What needs to be done: Every record needs to be restated word for word.

-------

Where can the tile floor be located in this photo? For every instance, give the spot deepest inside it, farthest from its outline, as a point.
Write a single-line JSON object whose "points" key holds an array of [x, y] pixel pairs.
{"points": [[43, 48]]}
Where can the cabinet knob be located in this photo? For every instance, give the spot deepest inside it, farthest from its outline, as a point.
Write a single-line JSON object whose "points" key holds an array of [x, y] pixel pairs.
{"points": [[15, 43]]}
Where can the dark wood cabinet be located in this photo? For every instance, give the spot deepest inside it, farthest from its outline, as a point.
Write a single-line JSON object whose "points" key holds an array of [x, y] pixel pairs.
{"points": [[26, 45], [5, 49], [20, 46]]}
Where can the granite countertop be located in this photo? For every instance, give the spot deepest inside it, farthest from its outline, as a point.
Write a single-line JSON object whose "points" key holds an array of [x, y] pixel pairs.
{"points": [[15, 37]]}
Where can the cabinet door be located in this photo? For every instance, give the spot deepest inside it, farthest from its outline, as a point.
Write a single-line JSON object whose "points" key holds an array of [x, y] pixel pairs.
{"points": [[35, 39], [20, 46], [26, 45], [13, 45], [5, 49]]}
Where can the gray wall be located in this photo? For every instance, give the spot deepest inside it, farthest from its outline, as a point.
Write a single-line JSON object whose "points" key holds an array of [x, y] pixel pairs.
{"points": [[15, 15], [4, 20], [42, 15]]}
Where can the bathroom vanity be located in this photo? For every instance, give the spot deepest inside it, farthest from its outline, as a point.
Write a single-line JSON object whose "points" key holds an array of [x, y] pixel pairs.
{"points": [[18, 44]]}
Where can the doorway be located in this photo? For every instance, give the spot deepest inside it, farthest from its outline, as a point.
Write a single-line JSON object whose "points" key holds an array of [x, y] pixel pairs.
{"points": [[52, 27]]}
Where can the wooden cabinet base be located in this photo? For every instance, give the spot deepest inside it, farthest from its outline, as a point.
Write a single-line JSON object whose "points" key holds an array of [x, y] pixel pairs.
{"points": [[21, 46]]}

-------

Exercise solution:
Where can the tile floor be located in this photo? For every instance, give the spot deepest inside it, farthest from its outline, as a point.
Write a single-line JSON object whose "points" key holds an array of [x, y] pixel pairs.
{"points": [[43, 48]]}
Where can the cabinet knob be located in this photo? For every instance, give the spot deepest inside it, farthest from its outline, as a point.
Write a single-line JSON object whose "points" key holds an array of [x, y] pixel pairs.
{"points": [[15, 43]]}
Where can the dark wood cabinet be located in this photo? For every instance, give the spot deepest inside it, farthest from its outline, as a point.
Write a single-line JSON object whose "points" key holds an array of [x, y] pixel pairs.
{"points": [[26, 45], [5, 49], [20, 46]]}
Where can the granite countertop be located in this photo? For every instance, give the spot deepest inside it, farthest from its outline, as a point.
Write a single-line JSON object whose "points" key holds an array of [x, y] pixel pairs.
{"points": [[15, 37]]}
Where can the cabinet door be located in this photo? For every instance, give the spot deepest inside it, farthest from its outline, as a point.
Write a single-line JSON object whose "points" key holds an array of [x, y] pixel pairs.
{"points": [[35, 39], [20, 46], [26, 45], [13, 45], [5, 49]]}
Where can the gray wall be located in this photo? For every instance, give the spot deepest inside it, farthest from its outline, as a point.
Write a single-line JSON object whose "points" key holds an array of [x, y] pixel pairs.
{"points": [[15, 15], [4, 20], [42, 15]]}
Where can the bathroom vanity be located in this photo? For every instance, give the spot deepest inside it, farthest from its outline, as a point.
Write a single-line JSON object whose "points" key holds an array of [x, y] pixel pairs.
{"points": [[18, 44]]}
Where can the doorway be located in this photo? For every instance, give the spot deepest inside it, farthest from its outline, as a point.
Write a single-line JSON object whose "points" key holds an array of [x, y] pixel pairs.
{"points": [[52, 27]]}
Where can the wooden cabinet base be located in this photo? For every instance, give the spot deepest inside it, farthest from its outline, as a point.
Write a single-line JSON object whose "points" key holds an array of [x, y] pixel pairs.
{"points": [[21, 46]]}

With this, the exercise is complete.